(Extract to read Opens)
In May, I will officially begin a project I have been working on for the past few months. A companion piece to both the Vagina and MENding Monologues I have called Gentle(MEN) Reminders: Continuing the MENding Process – or The Gentle(MEN) Project.
After last nights Vagina Monologues, I have not been okay. I found out something that broke my heart completely, and I have been tears streaming upset about it all day long. I go through wanting to hold them all, to wanting to lash out at the bastards who hurt them. No quarter.
I began to write, as I do in those moments. First a letter, than an email, then an entry. I landed on intro. I have begun work on the intro to the very first Gentle(MEN) show on May 27th.
I would like to share what I have with you now.
Intro – by James M McCullock
We all stood – All of us – two-hundred plus people showing love and admiration and support and gratitude and heart heart heart in the form of two hands being brought together. Love thunder. Shouts of “whoo” eminating from individual cells who joined together with me to form a single entity. It was powerful. My heart was fire and joy.
The applause began to lighten and the ladies began to sit, and my friend stood up. “No.” As the room settled, people seated, my friend continued walking forward. “No. No, no, no.” She stood tall and strong, the quiver in her voice proof of her warrior heart. She said the words. It was real. “When I was sixteen, I was raped.” My mind screamed “NOOOOO!” Guttural animal noises I did not know I was capable of. “Not another one. God dammit!”
My body had become so full of love and grief and anger and so many emotions, that my insides ran out of room and I began to leak from my eyes. That happens on occasion. In fact, the emotions had taken up so much room; I found that even the space occupied by my lungs had been filled, because I was unable to speak. Even if I had been able to, what could I possibly say? At one point, as I hugged one of the many women I love who has been affected by this ugliness, I managed two very small words. Just two. “I’m sorry.”
You are grace. You are strength and power, beauty and light. You have managed to take something ugly that never should have happened, and you stayed the course. Remained true. And became a beacon in the darkness for others to find their way. I don’t just love and admire you. I am in awe of you. Because, I am not those things. I am samurai sword anger slash fuck you asshole. I am brutal fist pounding ‘til the bones of my hand are exposed. I am go ahead and shoot you worthless selfish piece of shit. I am “Hulk SMASH!” I am AHHHHHHHHHHHHHHHH!!!!!!!!!!!!!!!
(Extract to read Closes)
*Work task A*. Transcribe the stretch of the post about The Gentle(MEN) Project from "In May, I will" through "The Gentle(MEN) Project.".
*Work task B*. In the post about The Gentle(MEN) Project, list each quality named in the sentences "You are grace. You are strength and power, beauty and light."
(Stored data Opens)
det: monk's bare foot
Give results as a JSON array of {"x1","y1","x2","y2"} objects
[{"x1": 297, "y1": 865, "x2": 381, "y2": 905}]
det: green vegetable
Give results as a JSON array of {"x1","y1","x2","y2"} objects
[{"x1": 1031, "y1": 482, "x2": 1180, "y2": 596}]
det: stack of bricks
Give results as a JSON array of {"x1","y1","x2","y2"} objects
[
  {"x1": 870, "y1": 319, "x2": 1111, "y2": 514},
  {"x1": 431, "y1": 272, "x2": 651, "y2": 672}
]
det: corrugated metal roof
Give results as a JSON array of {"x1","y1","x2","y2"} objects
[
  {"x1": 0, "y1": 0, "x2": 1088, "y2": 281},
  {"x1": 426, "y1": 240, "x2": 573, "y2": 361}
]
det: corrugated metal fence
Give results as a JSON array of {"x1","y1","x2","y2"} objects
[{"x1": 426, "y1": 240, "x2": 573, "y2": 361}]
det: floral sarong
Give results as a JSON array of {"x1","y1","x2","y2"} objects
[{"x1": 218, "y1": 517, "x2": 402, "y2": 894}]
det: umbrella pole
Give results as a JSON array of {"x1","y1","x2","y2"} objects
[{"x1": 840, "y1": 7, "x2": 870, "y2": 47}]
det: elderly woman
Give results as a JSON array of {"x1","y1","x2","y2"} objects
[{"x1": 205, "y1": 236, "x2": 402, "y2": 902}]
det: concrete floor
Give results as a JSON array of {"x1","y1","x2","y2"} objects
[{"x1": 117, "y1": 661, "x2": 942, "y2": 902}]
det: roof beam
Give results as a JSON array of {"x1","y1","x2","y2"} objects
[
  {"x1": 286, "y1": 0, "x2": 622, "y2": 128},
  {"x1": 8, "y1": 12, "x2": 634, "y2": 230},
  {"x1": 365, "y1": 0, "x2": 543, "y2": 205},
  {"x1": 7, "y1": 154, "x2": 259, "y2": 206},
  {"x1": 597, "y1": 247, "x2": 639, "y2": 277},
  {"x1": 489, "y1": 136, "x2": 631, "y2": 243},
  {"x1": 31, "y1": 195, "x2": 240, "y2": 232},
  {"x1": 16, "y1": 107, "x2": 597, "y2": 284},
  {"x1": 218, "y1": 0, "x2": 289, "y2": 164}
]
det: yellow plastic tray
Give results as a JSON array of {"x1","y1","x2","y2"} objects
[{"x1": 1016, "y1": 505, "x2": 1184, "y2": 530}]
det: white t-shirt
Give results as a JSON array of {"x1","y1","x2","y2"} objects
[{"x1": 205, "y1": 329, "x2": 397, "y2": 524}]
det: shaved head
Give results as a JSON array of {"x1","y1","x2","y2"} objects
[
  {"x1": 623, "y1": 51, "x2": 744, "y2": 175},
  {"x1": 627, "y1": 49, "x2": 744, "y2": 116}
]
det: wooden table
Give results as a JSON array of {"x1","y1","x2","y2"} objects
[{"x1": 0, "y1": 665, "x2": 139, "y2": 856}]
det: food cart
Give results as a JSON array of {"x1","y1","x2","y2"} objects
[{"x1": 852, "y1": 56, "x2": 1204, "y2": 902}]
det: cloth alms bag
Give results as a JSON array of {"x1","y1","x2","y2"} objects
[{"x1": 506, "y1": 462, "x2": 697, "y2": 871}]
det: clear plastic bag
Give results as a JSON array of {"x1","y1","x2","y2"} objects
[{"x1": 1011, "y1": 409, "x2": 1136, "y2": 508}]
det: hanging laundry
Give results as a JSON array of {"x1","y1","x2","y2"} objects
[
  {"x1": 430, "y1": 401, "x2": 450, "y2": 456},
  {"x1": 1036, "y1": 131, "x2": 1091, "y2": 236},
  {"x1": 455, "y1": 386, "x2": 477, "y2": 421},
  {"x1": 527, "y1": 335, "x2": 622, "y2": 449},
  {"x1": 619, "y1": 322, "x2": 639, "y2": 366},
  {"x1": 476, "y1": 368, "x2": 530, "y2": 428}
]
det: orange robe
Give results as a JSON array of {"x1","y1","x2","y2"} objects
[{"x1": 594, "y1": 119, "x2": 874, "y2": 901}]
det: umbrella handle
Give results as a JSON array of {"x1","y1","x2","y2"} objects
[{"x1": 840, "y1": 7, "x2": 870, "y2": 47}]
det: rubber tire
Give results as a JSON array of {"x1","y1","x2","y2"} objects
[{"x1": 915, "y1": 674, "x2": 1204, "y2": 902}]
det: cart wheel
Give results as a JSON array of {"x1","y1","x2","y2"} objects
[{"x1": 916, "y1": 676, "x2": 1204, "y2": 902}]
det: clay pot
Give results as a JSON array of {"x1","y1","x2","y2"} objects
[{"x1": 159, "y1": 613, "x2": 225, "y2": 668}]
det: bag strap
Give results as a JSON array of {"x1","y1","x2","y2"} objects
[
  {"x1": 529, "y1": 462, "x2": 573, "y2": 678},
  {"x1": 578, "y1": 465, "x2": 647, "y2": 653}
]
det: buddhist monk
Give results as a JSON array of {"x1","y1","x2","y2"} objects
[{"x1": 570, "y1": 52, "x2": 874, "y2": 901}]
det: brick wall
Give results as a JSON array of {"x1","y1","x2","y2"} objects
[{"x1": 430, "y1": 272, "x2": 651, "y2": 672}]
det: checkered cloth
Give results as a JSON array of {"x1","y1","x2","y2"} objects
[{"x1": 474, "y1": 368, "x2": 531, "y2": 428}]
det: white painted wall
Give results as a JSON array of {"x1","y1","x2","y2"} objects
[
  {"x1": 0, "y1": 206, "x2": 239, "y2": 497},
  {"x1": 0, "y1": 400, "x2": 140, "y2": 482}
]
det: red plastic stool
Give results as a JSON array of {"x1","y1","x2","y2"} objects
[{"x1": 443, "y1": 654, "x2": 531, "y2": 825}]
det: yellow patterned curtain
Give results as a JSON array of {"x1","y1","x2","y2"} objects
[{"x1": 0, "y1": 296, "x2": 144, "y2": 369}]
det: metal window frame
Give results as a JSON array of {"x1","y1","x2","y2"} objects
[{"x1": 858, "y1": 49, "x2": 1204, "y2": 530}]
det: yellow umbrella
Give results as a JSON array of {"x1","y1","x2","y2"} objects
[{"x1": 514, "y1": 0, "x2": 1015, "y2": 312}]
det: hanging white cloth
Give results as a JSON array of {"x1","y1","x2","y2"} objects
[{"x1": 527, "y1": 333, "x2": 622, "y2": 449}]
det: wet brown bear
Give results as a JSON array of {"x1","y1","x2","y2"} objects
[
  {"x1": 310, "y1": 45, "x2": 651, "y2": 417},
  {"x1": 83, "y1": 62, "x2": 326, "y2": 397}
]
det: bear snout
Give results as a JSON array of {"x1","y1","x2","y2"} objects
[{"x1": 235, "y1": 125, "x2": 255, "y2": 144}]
(Stored data Closes)
*Written response A*.
In May, I will officially begin a project I have been working on for the past few months. A companion piece to both the Vagina and MENding Monologues I have called Gentle(MEN) Reminders: Continuing the MENding Process – or The Gentle(MEN) Project.

*Written response B*. grace, strength, power, beauty, light